Stored records:
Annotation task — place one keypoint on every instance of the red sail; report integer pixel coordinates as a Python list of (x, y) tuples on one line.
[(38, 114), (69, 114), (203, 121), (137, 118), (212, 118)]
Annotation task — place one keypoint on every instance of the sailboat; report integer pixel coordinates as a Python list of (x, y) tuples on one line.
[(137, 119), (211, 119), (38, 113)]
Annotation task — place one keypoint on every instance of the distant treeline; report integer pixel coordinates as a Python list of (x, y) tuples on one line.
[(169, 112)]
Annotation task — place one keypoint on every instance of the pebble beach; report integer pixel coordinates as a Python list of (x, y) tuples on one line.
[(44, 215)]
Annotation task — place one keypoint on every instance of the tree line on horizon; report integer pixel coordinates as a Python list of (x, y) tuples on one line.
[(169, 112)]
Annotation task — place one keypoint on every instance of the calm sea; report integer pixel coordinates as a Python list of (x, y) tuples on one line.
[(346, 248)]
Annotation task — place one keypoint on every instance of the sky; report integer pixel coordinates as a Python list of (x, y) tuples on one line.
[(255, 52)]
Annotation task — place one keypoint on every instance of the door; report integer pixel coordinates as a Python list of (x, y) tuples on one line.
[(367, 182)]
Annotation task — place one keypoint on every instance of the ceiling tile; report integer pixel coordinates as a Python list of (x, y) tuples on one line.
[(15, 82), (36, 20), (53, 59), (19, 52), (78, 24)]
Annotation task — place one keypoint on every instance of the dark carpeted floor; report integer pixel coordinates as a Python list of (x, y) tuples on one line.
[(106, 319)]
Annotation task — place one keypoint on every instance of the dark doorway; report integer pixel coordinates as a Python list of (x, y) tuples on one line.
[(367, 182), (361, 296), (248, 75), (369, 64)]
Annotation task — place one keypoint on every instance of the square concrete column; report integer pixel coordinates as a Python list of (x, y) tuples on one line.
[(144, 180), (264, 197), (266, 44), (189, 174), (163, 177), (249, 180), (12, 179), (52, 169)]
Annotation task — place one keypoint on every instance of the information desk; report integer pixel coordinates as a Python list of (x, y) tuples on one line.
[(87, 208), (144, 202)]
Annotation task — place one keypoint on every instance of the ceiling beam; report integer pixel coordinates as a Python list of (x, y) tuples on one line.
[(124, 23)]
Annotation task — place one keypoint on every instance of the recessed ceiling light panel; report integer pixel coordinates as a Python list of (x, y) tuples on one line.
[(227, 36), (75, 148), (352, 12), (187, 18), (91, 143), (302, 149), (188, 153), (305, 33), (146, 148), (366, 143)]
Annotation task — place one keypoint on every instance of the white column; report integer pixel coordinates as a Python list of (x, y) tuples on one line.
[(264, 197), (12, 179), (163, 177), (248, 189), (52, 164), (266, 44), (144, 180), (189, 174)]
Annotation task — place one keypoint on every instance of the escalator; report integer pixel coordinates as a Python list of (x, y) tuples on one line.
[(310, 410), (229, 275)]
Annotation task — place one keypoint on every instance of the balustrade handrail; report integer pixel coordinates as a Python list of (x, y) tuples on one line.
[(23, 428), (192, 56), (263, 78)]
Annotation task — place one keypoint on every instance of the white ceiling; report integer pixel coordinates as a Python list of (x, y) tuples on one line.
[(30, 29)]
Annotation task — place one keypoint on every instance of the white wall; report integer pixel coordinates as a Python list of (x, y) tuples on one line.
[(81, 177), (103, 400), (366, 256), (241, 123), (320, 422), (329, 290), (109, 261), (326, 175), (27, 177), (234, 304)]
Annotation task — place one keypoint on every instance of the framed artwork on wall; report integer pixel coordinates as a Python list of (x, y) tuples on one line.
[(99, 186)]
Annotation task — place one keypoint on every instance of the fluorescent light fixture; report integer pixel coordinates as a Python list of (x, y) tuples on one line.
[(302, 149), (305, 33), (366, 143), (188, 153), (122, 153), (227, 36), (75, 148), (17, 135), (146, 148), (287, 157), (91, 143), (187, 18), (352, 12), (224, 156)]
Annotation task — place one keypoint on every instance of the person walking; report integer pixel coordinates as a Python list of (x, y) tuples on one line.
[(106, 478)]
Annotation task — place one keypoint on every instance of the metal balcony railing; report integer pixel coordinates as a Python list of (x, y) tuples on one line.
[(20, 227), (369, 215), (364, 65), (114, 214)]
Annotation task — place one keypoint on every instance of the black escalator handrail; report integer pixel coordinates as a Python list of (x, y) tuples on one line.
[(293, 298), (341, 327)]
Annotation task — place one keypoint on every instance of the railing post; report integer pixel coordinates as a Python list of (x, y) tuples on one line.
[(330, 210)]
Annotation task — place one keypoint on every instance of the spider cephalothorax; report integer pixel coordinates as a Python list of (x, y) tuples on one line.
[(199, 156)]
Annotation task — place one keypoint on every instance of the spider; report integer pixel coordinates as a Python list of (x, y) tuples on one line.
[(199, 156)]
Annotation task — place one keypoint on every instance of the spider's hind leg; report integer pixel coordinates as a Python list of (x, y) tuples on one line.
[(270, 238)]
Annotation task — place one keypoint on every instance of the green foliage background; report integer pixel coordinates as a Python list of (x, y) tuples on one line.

Written task:
Please return all of the records above word for word, with each line unchanged and in its original order.

Expected answer:
Annotation task — place one keypoint on every instance of the red sail; report integer pixel coordinates as a Python list of (x, y) tuples on one line.
[(38, 114), (69, 114), (203, 121), (137, 118), (212, 118)]
Annotation task — place one keypoint on every instance of the sailboat; report integer pixel coordinates as a Python list of (x, y) tuples on one line.
[(137, 119), (211, 119), (38, 113)]
Annotation task — place one keypoint on every instance of the distant treeline; report integer pixel coordinates as a Python list of (x, y) tuples on one line.
[(169, 112)]
Annotation task — place one keypoint on every instance of the pebble beach; report integer pixel coordinates as a Python list of (x, y) tuples on one line.
[(44, 215)]
Annotation task — place one keypoint on every instance of the tree line on horizon; report integer pixel coordinates as a Python list of (x, y) tuples on one line.
[(169, 112)]
Annotation task — place one keypoint on every instance of the calm sea; report integer pixel coordinates as a Python list of (x, y) tuples on one line.
[(346, 248)]
Annotation task — place one keypoint on every instance of the sky; report integer pixel coordinates as a Python list of (x, y) tuples on one line.
[(255, 52)]
Annotation task — place one keypoint on every instance of the door; report integer pixel coordinates as a Python list of (x, y) tuples on one line.
[(367, 182)]
Annotation task — place one keypoint on every instance of the ceiling tile; report integer pixel coordinates as a Python list of (x, y) tuples on one line.
[(15, 82), (36, 20), (53, 59), (19, 52), (78, 24)]
Annotation task — place one keypoint on every instance of the dark carpeted floor; report integer pixel coordinates as a Python list of (x, y) tuples on one line.
[(106, 319)]
Annotation task — place one keypoint on every instance of the dark doorway; report integer pixel coordinates as a Python list of (x, y) tuples on one line.
[(367, 182), (361, 296), (248, 75), (369, 64)]
Annotation task — place one keypoint on every instance of the square concrete column; report integer pixel coordinates as a Python list of (x, y) tuples on one line.
[(144, 180), (264, 197), (266, 44), (189, 174), (163, 177), (249, 180), (12, 179), (52, 169)]
Annotation task — place one keypoint on every instance of the information desk; report integer pixel coordinates as a Python list of (x, y) tuples on one line.
[(87, 208), (144, 202)]
Annotation task — place one keypoint on every instance of the ceiling beam; report integer pixel coordinates as a Python list of (x, y) tuples on one line.
[(124, 23)]
Annotation task — place one keypoint on every instance of the recessed ceiling light panel; report integer pixel coordinates as a Python list of (x, y) tuples on one line.
[(227, 36), (75, 148), (352, 12), (187, 18), (91, 143), (302, 149), (188, 153), (305, 33), (146, 148), (366, 143)]
Annotation task — place one keypoint on every instance of the white column; report integer pixel coordinates as a Python list of (x, y) tuples on one line.
[(264, 197), (12, 179), (163, 177), (248, 189), (52, 164), (266, 44), (144, 180), (189, 174)]
Annotation task — place one keypoint on every instance of the escalator; report integer pixel coordinates as a Python list of (x, y) tuples on one line.
[(310, 410), (229, 275)]
Annotation task — place one keypoint on every instance of the balustrade handrail; report integer pixel coordinates as a Python list of (x, y) tuples on one line.
[(23, 428), (192, 56), (263, 78)]
Annotation task — place one keypoint on every instance of the white ceiling; report integer pixel coordinates as a Python list of (x, y) tuples on one line.
[(30, 29)]
Annotation task — place one keypoint on every instance of the white wall; report integer pixel coordinates as a Python list of (x, y) tuples on one line.
[(81, 177), (103, 400), (366, 256), (241, 123), (320, 422), (329, 290), (109, 261), (326, 175), (27, 177), (234, 304)]
Annotation task — place one keypoint on every instance of the framed artwork on wall; report integer pixel coordinates as a Python list of (x, y) tuples on one line.
[(99, 186)]
Annotation task — place one keypoint on every instance of the fluorescent light fixture; report integer pixel coordinates as a Python list of (x, y) tuples on one line.
[(302, 149), (305, 33), (366, 143), (188, 153), (122, 153), (227, 36), (75, 148), (17, 135), (146, 148), (287, 157), (91, 143), (187, 18), (352, 12), (224, 156)]
Annotation task — place one keypoint on every instance of the person walking; report integer pixel coordinates as a Python list of (x, y) tuples on one line.
[(106, 478)]
Annotation task — place one keypoint on every instance of the metal balcony railing; report integer pixel coordinates as a Python list of (x, y) tuples on one line.
[(20, 227), (369, 215), (364, 65), (114, 214)]
Annotation task — place one keypoint on every instance of the black escalator handrail; report integer pixel coordinates as a Python list of (x, y) tuples on one line.
[(293, 298), (341, 327)]
Annotation task — place one keypoint on every instance of the railing post; report integer pixel coordinates as a Python list of (x, y) tuples on one line.
[(330, 210)]
Annotation task — place one keypoint on every instance of the spider cephalothorax; report integer pixel coordinates as a Python list of (x, y) tuples on one line.
[(199, 156)]
Annotation task — place one keypoint on every instance of the spider; report integer pixel coordinates as a Python list of (x, y) tuples on one line.
[(199, 156)]
Annotation task — place one keypoint on every instance of the spider's hind leg; report integer pixel coordinates as a Python list of (x, y) tuples on one line.
[(270, 238)]
Annotation task — place one keypoint on every instance of the green foliage background; report integer pixel coordinates as a Python list of (x, y) tuples on one line.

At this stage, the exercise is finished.